▸ **EXERCISE**:
Would you set down every entry shown below, precisely as written?

(Stored dataset items)
_____

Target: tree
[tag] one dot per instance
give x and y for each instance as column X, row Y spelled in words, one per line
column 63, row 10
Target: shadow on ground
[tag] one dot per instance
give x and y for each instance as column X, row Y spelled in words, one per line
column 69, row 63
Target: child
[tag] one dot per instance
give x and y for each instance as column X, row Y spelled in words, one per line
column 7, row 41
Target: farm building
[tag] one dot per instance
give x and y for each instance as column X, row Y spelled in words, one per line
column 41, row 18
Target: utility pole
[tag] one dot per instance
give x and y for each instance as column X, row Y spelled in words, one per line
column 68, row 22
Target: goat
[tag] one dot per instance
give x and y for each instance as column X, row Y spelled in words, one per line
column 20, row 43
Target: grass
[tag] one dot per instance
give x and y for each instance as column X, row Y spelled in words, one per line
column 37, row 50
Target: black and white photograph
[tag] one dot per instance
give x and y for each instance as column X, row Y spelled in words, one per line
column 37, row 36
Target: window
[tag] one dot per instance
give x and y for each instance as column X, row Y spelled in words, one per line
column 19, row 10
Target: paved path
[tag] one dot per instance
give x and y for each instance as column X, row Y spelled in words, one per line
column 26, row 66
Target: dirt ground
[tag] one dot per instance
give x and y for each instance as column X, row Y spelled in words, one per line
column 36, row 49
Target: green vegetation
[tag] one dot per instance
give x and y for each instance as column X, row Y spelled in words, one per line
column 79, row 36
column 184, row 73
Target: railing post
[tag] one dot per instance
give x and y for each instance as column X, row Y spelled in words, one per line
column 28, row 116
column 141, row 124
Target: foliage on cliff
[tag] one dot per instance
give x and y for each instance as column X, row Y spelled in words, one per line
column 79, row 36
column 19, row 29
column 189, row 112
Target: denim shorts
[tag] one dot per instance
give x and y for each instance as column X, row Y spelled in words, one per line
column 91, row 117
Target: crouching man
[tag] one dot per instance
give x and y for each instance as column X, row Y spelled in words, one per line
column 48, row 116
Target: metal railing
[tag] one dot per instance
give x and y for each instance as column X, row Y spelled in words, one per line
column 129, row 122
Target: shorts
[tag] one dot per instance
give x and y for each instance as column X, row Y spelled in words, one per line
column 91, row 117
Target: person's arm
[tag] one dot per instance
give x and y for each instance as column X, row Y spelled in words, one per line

_____

▸ **RESPONSE BOX**:
Target: tree
[tag] one dot per instance
give x and y for each instance as column X, row Y spelled in words, one per line
column 63, row 10
Target: shadow on ground
[tag] one dot per instance
give x and y for each instance as column X, row Y spelled in words, one per line
column 69, row 63
Target: child
[tag] one dot per instance
give x and y for each instance as column X, row Y spelled in words, one per line
column 7, row 41
Target: farm building
[tag] one dot per instance
give x and y for each instance as column X, row Y spelled in words, one per line
column 41, row 18
Target: utility pole
[tag] one dot per instance
give x and y for each instance as column X, row Y spelled in words, one per line
column 68, row 22
Target: goat
[tag] one dot per instance
give x and y for each instance as column X, row Y spelled in words, one per line
column 20, row 43
Target: grass
[tag] one dot per instance
give x and y for each instance as column X, row Y spelled in words, one per line
column 37, row 50
Target: black and white photograph
[tag] one dot per instance
give x and y for each instance as column X, row Y spelled in words, one per line
column 37, row 36
Target: window
[tag] one dot per instance
give x and y for each instance as column X, row Y spelled in words, one per line
column 19, row 10
Target: paved path
[tag] one dot per instance
give x and y for each instance as column X, row Y spelled in words, one per line
column 26, row 66
Target: dirt ground
[tag] one dot per instance
give x and y for each instance as column X, row Y spelled in words, one per line
column 36, row 49
Target: green vegetation
[tag] one dot per instance
give x and y for each instance as column X, row Y spelled in words, one per line
column 79, row 36
column 184, row 73
Target: railing post
[tag] one dot per instance
give x and y for each instance as column X, row Y spelled in words, one per line
column 28, row 116
column 141, row 124
Target: foliage on cliff
[tag] one dot per instance
give x and y for each instance as column X, row Y spelled in words, one per line
column 79, row 36
column 19, row 29
column 189, row 112
Target: denim shorts
[tag] one dot per instance
give x and y for each instance as column X, row Y spelled in words, one per line
column 91, row 117
Target: crouching man
[tag] one dot per instance
give x and y for each instance as column X, row Y spelled in words, one per line
column 48, row 116
Target: metal railing
[tag] one dot per instance
give x and y for each instance as column X, row Y spelled in words, one per line
column 129, row 122
Target: shorts
[tag] one dot per instance
give x and y for each instance as column X, row Y spelled in words, one per line
column 91, row 117
Target: person's arm
[tag] one dot per instance
give x and y for each instance as column X, row Y spelled in words, one per line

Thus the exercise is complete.